To do:
Only the lines from the one containing "TARGET = parked scooter" through the end of the data below should be copied, each exactly as written and with both ends kept.

----------------------------------------

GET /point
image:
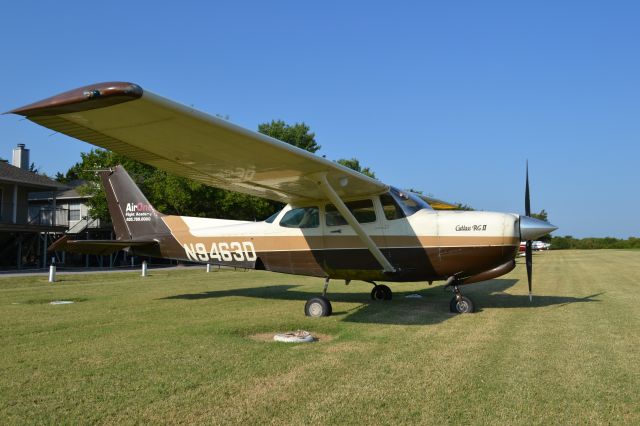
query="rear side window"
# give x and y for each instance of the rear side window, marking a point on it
(362, 210)
(304, 217)
(391, 209)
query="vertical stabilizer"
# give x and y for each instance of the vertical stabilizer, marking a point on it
(132, 215)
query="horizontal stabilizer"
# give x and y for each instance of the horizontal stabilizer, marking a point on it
(98, 247)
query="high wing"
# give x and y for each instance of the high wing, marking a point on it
(124, 118)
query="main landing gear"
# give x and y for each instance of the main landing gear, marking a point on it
(460, 304)
(381, 292)
(319, 306)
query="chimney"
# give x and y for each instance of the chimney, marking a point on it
(21, 157)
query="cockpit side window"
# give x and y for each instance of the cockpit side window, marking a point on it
(362, 210)
(392, 210)
(271, 218)
(304, 217)
(408, 202)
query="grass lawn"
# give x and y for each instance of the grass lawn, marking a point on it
(184, 346)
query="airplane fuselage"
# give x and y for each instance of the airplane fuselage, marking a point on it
(427, 245)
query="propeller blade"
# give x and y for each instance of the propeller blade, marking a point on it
(529, 260)
(527, 201)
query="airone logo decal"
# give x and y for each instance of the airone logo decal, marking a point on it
(138, 212)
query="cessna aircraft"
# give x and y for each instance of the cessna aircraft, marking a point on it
(338, 223)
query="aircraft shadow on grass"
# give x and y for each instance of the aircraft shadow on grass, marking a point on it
(432, 308)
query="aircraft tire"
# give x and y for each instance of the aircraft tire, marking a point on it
(465, 306)
(381, 292)
(318, 307)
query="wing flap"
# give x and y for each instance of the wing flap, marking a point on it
(97, 247)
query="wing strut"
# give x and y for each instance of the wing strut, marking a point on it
(351, 220)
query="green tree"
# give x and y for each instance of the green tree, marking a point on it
(297, 135)
(354, 164)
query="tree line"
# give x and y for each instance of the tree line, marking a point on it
(568, 242)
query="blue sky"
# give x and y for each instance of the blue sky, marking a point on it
(448, 97)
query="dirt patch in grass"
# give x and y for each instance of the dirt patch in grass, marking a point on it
(268, 337)
(59, 299)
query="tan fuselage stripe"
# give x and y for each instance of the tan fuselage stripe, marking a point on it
(181, 232)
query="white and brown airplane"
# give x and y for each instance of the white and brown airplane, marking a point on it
(338, 223)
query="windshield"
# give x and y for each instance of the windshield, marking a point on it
(408, 202)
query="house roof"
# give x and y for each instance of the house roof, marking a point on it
(70, 193)
(13, 174)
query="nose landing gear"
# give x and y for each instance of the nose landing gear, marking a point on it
(460, 304)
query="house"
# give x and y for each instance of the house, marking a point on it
(24, 237)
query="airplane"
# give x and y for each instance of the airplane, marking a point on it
(337, 224)
(536, 245)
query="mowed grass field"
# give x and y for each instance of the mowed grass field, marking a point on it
(184, 346)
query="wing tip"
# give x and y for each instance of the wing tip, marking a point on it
(84, 98)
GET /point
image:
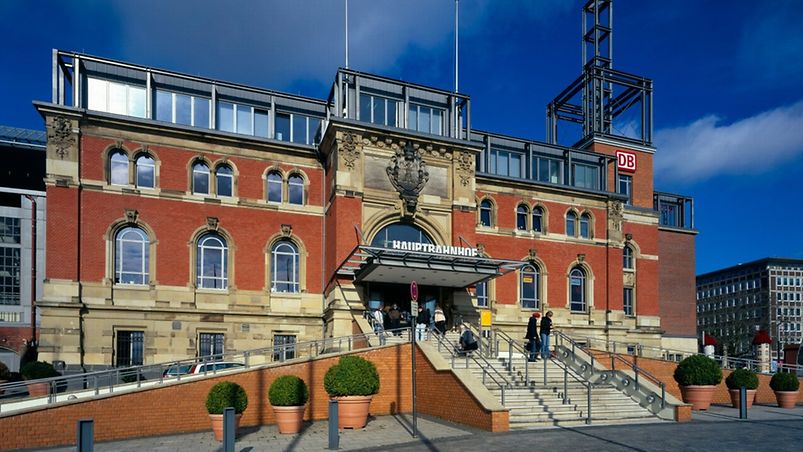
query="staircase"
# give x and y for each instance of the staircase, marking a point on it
(534, 391)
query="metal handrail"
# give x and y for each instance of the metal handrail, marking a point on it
(637, 371)
(107, 381)
(451, 347)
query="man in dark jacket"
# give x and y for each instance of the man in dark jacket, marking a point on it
(533, 343)
(546, 328)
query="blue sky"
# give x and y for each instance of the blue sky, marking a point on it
(728, 77)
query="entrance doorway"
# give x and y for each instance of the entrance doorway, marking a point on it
(384, 295)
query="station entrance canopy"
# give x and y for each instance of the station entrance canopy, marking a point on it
(431, 265)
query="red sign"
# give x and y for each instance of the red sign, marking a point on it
(626, 161)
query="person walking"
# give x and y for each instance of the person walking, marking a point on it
(532, 337)
(440, 321)
(378, 318)
(421, 323)
(394, 315)
(546, 328)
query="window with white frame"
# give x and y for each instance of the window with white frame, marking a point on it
(295, 189)
(118, 167)
(284, 267)
(274, 187)
(131, 256)
(145, 171)
(183, 109)
(115, 97)
(200, 178)
(10, 263)
(528, 279)
(577, 290)
(212, 262)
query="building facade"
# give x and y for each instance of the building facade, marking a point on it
(195, 216)
(766, 294)
(22, 223)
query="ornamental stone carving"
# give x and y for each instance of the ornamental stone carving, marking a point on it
(60, 136)
(408, 173)
(465, 167)
(349, 151)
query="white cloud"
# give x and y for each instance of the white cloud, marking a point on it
(707, 148)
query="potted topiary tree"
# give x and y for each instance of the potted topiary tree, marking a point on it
(288, 396)
(739, 378)
(697, 376)
(785, 385)
(36, 370)
(224, 395)
(352, 382)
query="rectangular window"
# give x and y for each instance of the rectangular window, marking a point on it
(628, 301)
(115, 97)
(130, 348)
(482, 294)
(211, 345)
(10, 264)
(586, 176)
(284, 347)
(626, 187)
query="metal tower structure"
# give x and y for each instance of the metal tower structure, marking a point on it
(602, 102)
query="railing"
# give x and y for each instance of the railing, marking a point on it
(488, 369)
(16, 395)
(570, 350)
(512, 346)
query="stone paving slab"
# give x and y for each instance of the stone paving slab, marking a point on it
(767, 428)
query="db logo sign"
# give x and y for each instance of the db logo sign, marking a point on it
(626, 161)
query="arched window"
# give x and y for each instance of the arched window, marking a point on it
(131, 256)
(295, 189)
(538, 218)
(274, 186)
(521, 217)
(212, 262)
(529, 287)
(224, 177)
(486, 213)
(577, 291)
(146, 171)
(284, 267)
(118, 168)
(627, 258)
(571, 221)
(585, 226)
(200, 178)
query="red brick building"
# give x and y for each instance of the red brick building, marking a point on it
(189, 216)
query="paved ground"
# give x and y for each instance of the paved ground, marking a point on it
(768, 428)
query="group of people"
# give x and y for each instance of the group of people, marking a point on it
(394, 317)
(538, 344)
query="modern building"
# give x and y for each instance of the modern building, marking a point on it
(22, 222)
(196, 216)
(766, 294)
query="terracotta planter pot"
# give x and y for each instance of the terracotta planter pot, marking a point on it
(353, 411)
(217, 425)
(698, 396)
(289, 418)
(751, 397)
(786, 399)
(38, 389)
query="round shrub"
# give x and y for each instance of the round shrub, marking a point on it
(698, 370)
(224, 395)
(742, 377)
(4, 373)
(352, 375)
(38, 369)
(784, 381)
(288, 390)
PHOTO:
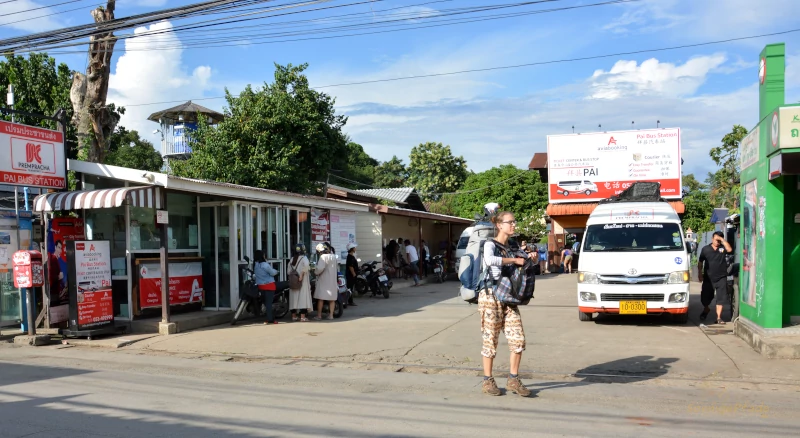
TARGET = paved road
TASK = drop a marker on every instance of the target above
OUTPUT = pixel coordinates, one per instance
(73, 392)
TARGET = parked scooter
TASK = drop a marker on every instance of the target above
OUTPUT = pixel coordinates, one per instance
(250, 299)
(437, 264)
(372, 278)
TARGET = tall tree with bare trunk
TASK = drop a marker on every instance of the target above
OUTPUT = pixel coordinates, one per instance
(93, 119)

----------------------------------------

Answer to this exercise:
TARGET = parked scooter
TASK = drop a marker on every instance of the target above
OUTPUT = pixel coordinates, one per instance
(250, 299)
(437, 264)
(372, 278)
TARGET = tall tree with bare trunk
TASK = drop a marker on every instance of the target above
OUTPUT = pixel coordinates, one per instance
(93, 119)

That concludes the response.